▸ **SET PROBLEM**:
Take the listing and print it in full, exactly as given.

------------

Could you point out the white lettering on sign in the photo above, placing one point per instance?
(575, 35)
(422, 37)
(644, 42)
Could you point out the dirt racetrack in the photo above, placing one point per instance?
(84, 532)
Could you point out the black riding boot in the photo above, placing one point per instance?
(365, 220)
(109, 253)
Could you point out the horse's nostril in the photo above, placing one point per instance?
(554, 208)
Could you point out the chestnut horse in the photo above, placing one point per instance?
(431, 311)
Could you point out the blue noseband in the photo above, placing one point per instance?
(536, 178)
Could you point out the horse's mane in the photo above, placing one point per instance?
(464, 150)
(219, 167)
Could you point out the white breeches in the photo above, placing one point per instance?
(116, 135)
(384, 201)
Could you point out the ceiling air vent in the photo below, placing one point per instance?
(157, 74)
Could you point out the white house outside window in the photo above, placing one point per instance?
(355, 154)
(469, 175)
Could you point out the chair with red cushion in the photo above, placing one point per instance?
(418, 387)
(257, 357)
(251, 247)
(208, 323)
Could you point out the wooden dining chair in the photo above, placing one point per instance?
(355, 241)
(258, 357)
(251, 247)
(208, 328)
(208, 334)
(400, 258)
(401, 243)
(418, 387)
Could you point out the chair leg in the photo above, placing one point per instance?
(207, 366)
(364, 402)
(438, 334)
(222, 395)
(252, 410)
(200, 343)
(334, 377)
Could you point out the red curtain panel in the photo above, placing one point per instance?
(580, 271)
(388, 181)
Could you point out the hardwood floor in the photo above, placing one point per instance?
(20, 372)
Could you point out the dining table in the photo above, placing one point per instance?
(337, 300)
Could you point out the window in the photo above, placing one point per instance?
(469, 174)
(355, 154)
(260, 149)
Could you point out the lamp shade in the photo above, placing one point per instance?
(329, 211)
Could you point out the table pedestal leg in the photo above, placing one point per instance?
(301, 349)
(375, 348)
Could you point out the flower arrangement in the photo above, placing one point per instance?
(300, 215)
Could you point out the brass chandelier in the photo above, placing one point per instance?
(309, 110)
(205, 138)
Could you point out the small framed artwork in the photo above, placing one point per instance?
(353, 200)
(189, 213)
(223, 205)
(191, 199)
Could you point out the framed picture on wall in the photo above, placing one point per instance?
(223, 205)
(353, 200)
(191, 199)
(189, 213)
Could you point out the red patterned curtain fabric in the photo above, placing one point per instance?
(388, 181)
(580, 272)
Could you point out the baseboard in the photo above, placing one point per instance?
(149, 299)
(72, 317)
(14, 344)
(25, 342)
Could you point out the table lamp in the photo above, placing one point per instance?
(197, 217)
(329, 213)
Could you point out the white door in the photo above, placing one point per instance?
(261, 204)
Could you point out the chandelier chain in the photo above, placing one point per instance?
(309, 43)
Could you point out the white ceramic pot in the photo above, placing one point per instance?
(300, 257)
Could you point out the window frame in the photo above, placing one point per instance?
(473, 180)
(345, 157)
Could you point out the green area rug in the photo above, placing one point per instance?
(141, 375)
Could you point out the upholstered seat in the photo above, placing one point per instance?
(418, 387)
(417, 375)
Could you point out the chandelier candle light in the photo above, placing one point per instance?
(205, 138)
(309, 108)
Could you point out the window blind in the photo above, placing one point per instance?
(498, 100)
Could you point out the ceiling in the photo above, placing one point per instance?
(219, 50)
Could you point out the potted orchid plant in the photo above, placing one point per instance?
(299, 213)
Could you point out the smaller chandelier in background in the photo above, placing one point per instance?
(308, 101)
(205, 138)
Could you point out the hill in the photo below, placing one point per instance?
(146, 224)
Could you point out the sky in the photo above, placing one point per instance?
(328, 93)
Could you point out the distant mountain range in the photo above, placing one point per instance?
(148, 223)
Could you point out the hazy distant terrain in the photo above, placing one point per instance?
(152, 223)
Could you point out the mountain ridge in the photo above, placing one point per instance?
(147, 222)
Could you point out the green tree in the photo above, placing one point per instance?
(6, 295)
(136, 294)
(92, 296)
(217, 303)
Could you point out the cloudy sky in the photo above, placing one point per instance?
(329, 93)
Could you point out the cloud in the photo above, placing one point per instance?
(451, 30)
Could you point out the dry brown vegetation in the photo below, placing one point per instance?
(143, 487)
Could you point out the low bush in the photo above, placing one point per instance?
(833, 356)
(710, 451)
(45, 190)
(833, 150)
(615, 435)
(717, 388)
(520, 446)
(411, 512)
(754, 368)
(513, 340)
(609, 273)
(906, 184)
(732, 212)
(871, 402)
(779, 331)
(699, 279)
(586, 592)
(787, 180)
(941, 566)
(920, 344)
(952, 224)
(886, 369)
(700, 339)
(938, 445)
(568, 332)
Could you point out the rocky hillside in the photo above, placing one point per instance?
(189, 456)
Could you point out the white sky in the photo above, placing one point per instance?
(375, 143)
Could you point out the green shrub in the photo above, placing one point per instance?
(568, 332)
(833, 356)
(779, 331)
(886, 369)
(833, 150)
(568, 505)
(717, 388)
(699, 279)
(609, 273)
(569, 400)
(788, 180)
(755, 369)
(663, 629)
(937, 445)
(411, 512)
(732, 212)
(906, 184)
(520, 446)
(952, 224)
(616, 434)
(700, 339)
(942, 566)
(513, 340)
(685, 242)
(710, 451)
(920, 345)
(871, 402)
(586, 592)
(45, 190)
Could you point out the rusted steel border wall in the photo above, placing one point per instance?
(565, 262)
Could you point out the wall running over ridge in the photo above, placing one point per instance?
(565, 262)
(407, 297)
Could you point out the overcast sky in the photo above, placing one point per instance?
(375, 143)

------------

▸ **TASK RESPONSE**:
Could you point out the white lettering on sign in the photo above, placing one point per instance?
(575, 35)
(422, 37)
(644, 42)
Could you point out the dirt racetrack in the photo above, placing one point per instance?
(84, 532)
Could you point out the black riding boot in the photo above, placing one point per instance?
(365, 220)
(109, 253)
Could you point out the horse's nostril in the photo above, placing one point per instance?
(554, 208)
Could you point out the chestnut horse in the photo above, placing one point per instance?
(431, 311)
Could you point out the blue noseband in the photo above, placing one point per instance?
(536, 178)
Could you point out the horse's mane in the photo above, placing one point per instance?
(464, 150)
(219, 167)
Could you point out the white breeches in the photo above, placing one point per instance?
(116, 135)
(384, 201)
Could you point out the ceiling air vent in the photo below, placing one point per instance?
(157, 74)
Could you point out the white house outside window in the photo above, placing one point per instance?
(355, 154)
(469, 175)
Could you point out the chair with red cushion in the photo above, placing one point per instance?
(418, 387)
(257, 357)
(251, 247)
(208, 323)
Could you point out the wooden dining chair in the photo above, placing one point per instance?
(355, 241)
(258, 357)
(251, 247)
(208, 328)
(208, 334)
(400, 258)
(401, 243)
(418, 387)
Could you point out the chair leg in the photo above, placing one point per instance?
(207, 366)
(364, 402)
(438, 334)
(222, 395)
(252, 410)
(200, 343)
(334, 377)
Could you point out the red curtain panel in the photo above, placing one point per instance?
(580, 271)
(388, 181)
Could you point out the hardwood floor in the photo above, placing one point per instance?
(20, 372)
Could you point out the dining table in the photo above, placing one point per instance?
(337, 300)
Could you point out the window in the photo above, placing one point per instance?
(469, 174)
(355, 154)
(260, 149)
Could you point out the lamp shade in the photo above, placing one point per instance?
(329, 211)
Could you point out the table pedestal leg in the photo above, placing one point per instance?
(301, 349)
(375, 348)
Could you point out the flower arrangement in the photo above, placing one point per instance?
(300, 215)
Could you point out the brass chandelier in the photo above, placing one point per instance?
(309, 110)
(205, 138)
Could you point out the small framed artwork in the photo above, placing one point per instance?
(353, 200)
(189, 213)
(223, 205)
(191, 199)
Could you point out the framed picture on wall in the photo above, placing one point per instance?
(223, 205)
(353, 200)
(191, 199)
(189, 213)
Could you point out the red patterned curtain fabric in the photo above, placing one point per instance?
(388, 181)
(580, 272)
Could you point out the baseboard in the photo above, placing one point per instance?
(149, 299)
(72, 317)
(14, 344)
(25, 342)
Could you point out the table lamp in the photo above, placing one point per instance?
(197, 217)
(329, 213)
Could you point out the white door in the photo above, placing one point per instance?
(261, 204)
Could you point out the chandelier chain in the photo above, placing one point per instance?
(309, 43)
Could you point out the white ceramic pot in the photo above, placing one point per instance?
(300, 257)
Could you point out the window frame in the photo above, placing one point per instance?
(473, 180)
(345, 157)
Could you point out the green area rug in the photo above, placing one point per instance?
(141, 375)
Could you point out the upholstered seat in the photo above, placing one point per instance?
(418, 387)
(417, 375)
Could you point out the chandelier candle light in the photo above, placing one point per instance?
(205, 138)
(309, 108)
Could you point out the window blind in the photo above, placing one point per instance?
(498, 100)
Could you point out the ceiling in the photo above, placing one point per instance?
(219, 50)
Could you point out the potted orchid plant in the photo above, placing one point per instance?
(299, 213)
Could you point out the smaller chandelier in background in the photo above, placing one point per instance?
(308, 101)
(205, 138)
Could you point out the hill in the photo below, placing one point per instance?
(146, 224)
Could you point out the sky in the photo above, placing one point per instance?
(328, 93)
Could you point out the distant mountain range in the photo above, placing one point per instance?
(148, 223)
Could you point out the hazy distant terrain in the photo above, placing one point per instance?
(152, 223)
Could you point out the mountain ridge in the photo above, placing one point per instance?
(147, 222)
Could you point out the green tree in the photo above, placing one point per instance?
(6, 295)
(136, 294)
(92, 296)
(217, 303)
Could you point out the cloudy sky in the photo above, placing one point per instance?
(329, 93)
Could you point out the cloud in the photo above, placing one point per instance?
(451, 30)
Could you point out the dry brown vegetation in the photo below, placing one point per instance?
(143, 487)
Could you point out the low bush in the photo above, placing one point per instance?
(833, 356)
(710, 451)
(45, 190)
(833, 150)
(615, 435)
(717, 388)
(520, 446)
(411, 512)
(754, 368)
(513, 340)
(609, 273)
(906, 184)
(732, 212)
(871, 402)
(779, 331)
(699, 279)
(586, 592)
(787, 180)
(941, 566)
(920, 344)
(952, 224)
(886, 369)
(700, 339)
(938, 445)
(568, 332)
Could you point out the rocky hillside in the photo above, placing one point per instance?
(189, 456)
Could you point out the white sky in the photo above, placing one point per instance?
(375, 143)
Could you point out the green shrub in the photo above, placing one point per instance?
(568, 332)
(833, 356)
(779, 331)
(886, 369)
(833, 150)
(568, 505)
(717, 388)
(699, 279)
(609, 273)
(569, 400)
(788, 180)
(755, 369)
(663, 629)
(937, 445)
(411, 512)
(732, 212)
(906, 184)
(520, 446)
(952, 224)
(616, 434)
(700, 339)
(942, 566)
(513, 340)
(685, 242)
(710, 451)
(920, 345)
(871, 402)
(586, 592)
(45, 190)
Could you point out the rusted steel border wall in the photo above, placing one point per instance?
(565, 262)
Could you point out the wall running over ridge in the photo above, placing one point per instance?
(565, 262)
(407, 297)
Could you point out the overcast sky in the photo above, placing one point per instance?
(375, 143)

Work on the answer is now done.